#### YOUR OBJECTIVE:
Give back each line of the data exactly.

══ DATA PROVIDED

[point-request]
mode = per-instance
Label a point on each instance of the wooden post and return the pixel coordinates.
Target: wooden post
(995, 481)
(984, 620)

════

#### EXERCISE RESULT:
[point-request]
mode = per-instance
Label a point on each instance of the wooden post and return the pixel coordinates.
Target: wooden post
(995, 481)
(984, 620)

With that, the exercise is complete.